- **WORK INSTRUCTIONS**: Below are some records. Return exactly the lines from the one with "Target: horse's front leg" to the one with "formatted like (264,168)", and nothing else.

##### THE DATA

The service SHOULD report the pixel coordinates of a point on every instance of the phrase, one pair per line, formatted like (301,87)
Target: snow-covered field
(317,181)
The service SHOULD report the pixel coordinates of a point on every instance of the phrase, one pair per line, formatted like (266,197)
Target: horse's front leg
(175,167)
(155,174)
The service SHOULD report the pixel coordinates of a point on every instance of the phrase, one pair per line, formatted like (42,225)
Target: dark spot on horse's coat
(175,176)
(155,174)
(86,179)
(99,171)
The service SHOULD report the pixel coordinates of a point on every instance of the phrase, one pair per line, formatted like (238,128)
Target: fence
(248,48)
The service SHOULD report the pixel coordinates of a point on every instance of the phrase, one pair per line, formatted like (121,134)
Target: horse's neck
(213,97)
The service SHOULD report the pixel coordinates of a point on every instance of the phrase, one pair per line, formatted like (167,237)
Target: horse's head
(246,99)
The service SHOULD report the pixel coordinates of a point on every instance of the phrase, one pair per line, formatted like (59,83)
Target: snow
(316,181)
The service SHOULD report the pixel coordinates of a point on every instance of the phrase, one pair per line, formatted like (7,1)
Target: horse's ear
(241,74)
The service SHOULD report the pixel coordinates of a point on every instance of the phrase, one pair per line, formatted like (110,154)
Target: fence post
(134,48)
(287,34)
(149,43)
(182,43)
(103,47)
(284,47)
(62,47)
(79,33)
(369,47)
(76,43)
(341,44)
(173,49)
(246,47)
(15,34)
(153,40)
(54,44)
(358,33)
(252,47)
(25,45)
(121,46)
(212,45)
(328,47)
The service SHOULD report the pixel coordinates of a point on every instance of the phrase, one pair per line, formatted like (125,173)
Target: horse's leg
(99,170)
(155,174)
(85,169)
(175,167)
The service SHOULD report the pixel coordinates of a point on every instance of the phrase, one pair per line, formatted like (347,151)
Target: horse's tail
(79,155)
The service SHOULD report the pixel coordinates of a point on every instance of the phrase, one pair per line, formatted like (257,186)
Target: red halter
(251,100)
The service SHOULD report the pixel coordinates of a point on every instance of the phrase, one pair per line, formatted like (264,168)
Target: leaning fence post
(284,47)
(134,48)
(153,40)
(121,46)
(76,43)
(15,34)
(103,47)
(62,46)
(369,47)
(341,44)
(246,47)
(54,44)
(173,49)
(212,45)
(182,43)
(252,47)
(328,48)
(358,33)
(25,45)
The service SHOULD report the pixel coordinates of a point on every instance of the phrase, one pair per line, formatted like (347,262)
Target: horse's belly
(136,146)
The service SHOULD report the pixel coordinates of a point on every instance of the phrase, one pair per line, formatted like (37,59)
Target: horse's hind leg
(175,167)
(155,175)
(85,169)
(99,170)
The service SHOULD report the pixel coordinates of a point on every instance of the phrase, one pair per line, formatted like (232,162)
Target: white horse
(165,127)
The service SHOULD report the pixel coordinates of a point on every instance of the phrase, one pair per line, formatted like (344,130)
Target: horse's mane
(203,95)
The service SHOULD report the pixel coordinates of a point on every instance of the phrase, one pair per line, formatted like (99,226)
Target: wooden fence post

##########

- **ANSWER SPACE**:
Target: horse's front leg
(175,167)
(155,174)
The service SHOULD report the pixel coordinates of a point on every instance of the phrase, one pair per line, formatted like (42,225)
Target: dark spot on horse's coat
(175,176)
(155,174)
(86,179)
(99,171)
The service SHOULD report the pixel coordinates of a point on every instance of the phrase, one pair per line, formatted like (238,128)
Target: fence
(248,48)
The service SHOULD report the pixel coordinates of a point on every instance of the phrase, one pair per line, formatted like (121,134)
Target: horse's neck
(213,97)
The service SHOULD report the pixel coordinates of a point on every instance of the phrase, one pair per line, formatted like (167,237)
Target: horse's head
(246,99)
The service SHOULD report the pixel coordinates of a point on every instance of the phrase, one pair per line, formatted like (59,83)
Target: snow
(316,181)
The service SHOULD report the pixel coordinates of a point on every instance of the phrase, one pair per line, formatted like (7,1)
Target: horse's ear
(241,74)
The service SHOULD report the pixel coordinates of a point on every instance of the phrase, one pair per line, formatted like (110,154)
Target: fence post
(134,48)
(287,34)
(149,43)
(182,43)
(103,47)
(284,47)
(62,47)
(79,33)
(369,47)
(76,43)
(341,44)
(173,49)
(246,47)
(15,34)
(153,40)
(54,44)
(358,33)
(252,47)
(25,45)
(121,46)
(212,45)
(328,47)
The service SHOULD report the pixel coordinates of a point on every instance of the phrase, one pair per line, formatted like (125,173)
Target: horse's leg
(99,170)
(155,174)
(85,169)
(175,167)
The service SHOULD report the pixel coordinates of a point on every instance of the phrase, one pair per line, formatted like (347,151)
Target: horse's tail
(79,155)
The service SHOULD report the pixel coordinates of a point on every instance of the phrase, one pair per line, formatted like (257,186)
Target: red halter
(251,100)
The service SHOULD report the pixel coordinates of a point on every instance of the phrase, one pair per line, formatted like (264,168)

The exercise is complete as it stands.